> [Data supplied]
▽

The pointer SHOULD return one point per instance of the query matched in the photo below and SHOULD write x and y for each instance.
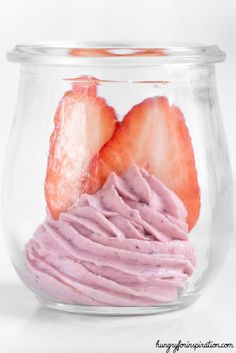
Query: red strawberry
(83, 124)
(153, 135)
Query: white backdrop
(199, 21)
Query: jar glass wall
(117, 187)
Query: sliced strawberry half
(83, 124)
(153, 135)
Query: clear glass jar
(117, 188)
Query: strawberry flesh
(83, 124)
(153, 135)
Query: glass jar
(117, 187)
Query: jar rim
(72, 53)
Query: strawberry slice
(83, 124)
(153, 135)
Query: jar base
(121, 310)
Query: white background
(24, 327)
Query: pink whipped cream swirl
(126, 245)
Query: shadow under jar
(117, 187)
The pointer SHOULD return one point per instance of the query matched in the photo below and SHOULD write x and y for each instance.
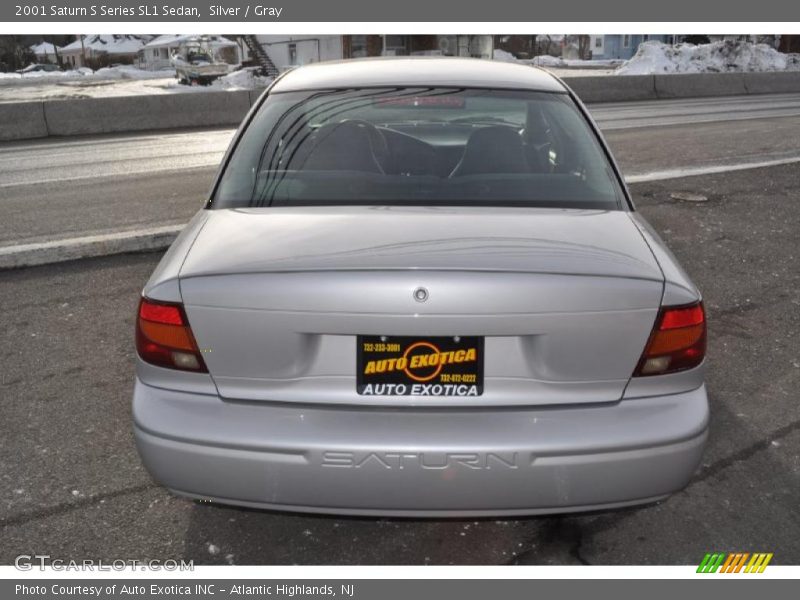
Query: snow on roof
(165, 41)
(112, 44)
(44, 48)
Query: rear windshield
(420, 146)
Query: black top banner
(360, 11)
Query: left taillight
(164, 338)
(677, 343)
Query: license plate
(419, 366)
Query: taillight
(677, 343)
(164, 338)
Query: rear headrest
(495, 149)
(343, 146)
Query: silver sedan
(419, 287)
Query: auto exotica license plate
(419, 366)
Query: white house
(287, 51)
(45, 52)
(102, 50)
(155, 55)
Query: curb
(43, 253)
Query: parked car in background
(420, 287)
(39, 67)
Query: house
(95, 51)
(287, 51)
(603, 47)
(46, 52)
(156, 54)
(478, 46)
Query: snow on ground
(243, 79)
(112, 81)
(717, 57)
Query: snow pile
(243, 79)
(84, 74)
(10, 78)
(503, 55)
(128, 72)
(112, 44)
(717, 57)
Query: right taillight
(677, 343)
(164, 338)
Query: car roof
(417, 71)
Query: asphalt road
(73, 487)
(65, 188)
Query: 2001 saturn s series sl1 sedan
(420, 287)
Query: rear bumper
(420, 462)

△
▽

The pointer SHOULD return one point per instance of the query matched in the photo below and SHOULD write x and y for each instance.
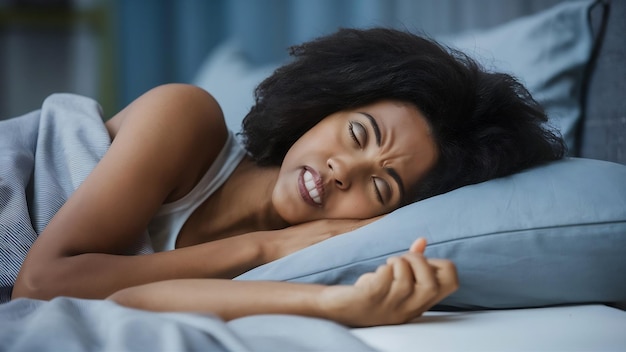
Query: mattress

△
▽

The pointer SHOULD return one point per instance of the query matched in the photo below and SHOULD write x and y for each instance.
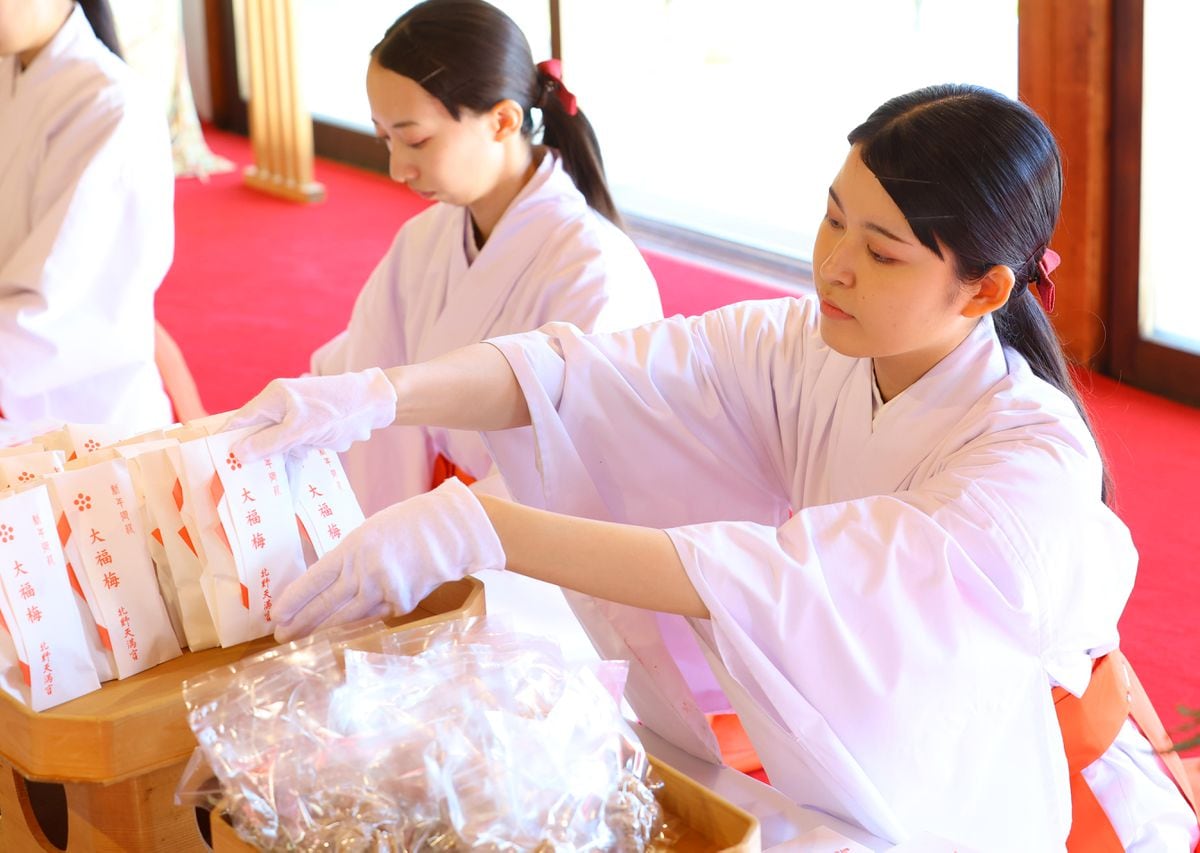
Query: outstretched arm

△

> [Given instruction]
Filter the rows above and copy out each line that contains the word "license".

> [The completed task]
Query: license plate
Query: auto exotica license plate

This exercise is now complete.